**SET EXERCISE:**
Write out exactly the lines running from the line that includes "BATCH JOB #2094 — Class: watch face" to the end of the data, both ends included, and nothing besides.

**INPUT DATA:**
--- --- ---
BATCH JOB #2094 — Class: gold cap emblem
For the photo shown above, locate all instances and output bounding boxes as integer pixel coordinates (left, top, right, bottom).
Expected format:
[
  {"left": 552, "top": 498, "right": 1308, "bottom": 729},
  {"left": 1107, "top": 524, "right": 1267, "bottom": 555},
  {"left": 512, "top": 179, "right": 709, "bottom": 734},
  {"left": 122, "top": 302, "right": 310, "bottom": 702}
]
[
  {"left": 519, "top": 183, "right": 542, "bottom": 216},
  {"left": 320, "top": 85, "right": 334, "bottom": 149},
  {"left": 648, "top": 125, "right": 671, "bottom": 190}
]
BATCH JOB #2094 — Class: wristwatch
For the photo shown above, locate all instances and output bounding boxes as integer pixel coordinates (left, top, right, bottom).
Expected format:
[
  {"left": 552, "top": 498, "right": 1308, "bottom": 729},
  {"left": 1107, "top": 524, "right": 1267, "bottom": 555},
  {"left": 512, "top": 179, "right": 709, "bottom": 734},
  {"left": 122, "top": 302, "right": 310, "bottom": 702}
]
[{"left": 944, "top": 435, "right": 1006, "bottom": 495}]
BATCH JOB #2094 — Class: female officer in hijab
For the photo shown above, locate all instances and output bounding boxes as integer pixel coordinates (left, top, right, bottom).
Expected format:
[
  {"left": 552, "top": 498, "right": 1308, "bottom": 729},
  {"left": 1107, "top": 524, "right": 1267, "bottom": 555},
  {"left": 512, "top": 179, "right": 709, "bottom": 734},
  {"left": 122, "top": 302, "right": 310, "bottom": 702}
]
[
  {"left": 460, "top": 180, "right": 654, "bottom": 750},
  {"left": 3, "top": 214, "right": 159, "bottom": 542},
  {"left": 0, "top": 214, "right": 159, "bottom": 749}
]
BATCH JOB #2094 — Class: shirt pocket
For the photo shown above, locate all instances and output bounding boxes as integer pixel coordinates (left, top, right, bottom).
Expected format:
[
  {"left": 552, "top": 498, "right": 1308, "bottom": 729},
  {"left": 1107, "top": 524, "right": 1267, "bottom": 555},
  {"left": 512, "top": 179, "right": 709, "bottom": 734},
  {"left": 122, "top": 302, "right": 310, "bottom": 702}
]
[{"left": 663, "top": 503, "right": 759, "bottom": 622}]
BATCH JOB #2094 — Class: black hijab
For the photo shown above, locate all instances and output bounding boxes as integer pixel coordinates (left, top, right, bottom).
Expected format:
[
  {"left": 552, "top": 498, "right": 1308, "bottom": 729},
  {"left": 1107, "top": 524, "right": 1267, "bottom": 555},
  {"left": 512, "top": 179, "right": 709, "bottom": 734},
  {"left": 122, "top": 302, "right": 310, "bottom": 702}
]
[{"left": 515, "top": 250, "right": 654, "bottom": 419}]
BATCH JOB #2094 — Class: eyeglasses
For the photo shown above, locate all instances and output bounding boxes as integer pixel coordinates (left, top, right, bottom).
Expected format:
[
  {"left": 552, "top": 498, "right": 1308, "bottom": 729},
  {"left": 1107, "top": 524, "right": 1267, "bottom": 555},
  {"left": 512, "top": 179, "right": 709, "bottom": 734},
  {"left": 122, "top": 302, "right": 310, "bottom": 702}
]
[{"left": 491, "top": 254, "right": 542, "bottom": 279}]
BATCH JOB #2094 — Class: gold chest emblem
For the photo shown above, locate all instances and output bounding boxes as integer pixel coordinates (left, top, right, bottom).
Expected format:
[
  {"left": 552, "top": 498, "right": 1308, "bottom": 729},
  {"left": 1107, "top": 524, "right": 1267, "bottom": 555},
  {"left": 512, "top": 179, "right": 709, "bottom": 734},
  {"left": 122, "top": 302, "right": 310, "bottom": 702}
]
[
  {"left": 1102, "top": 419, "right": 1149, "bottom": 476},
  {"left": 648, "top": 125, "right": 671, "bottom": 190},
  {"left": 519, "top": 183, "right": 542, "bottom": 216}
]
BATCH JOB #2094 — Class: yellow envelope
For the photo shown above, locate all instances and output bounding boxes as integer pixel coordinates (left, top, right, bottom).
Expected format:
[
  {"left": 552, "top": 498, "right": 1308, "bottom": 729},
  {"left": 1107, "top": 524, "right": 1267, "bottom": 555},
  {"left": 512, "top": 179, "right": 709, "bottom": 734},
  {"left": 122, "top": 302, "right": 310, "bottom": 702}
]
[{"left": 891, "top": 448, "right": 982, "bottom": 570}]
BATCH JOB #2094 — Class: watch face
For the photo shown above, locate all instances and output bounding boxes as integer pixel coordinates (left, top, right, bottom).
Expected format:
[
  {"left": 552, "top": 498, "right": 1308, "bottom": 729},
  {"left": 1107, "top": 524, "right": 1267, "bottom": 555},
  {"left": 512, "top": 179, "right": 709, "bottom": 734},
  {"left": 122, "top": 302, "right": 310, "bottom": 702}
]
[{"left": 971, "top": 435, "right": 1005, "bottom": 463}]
--- --- ---
**SOLUTION:**
BATCH JOB #2094 — Class: watch face
For the photo shown above, locate all instances and output bounding boxes as integer pixel coordinates (left, top, right, bottom).
Expected format:
[
  {"left": 552, "top": 498, "right": 1308, "bottom": 729},
  {"left": 1107, "top": 524, "right": 1267, "bottom": 555},
  {"left": 512, "top": 179, "right": 709, "bottom": 734},
  {"left": 122, "top": 302, "right": 310, "bottom": 702}
]
[{"left": 971, "top": 435, "right": 1005, "bottom": 463}]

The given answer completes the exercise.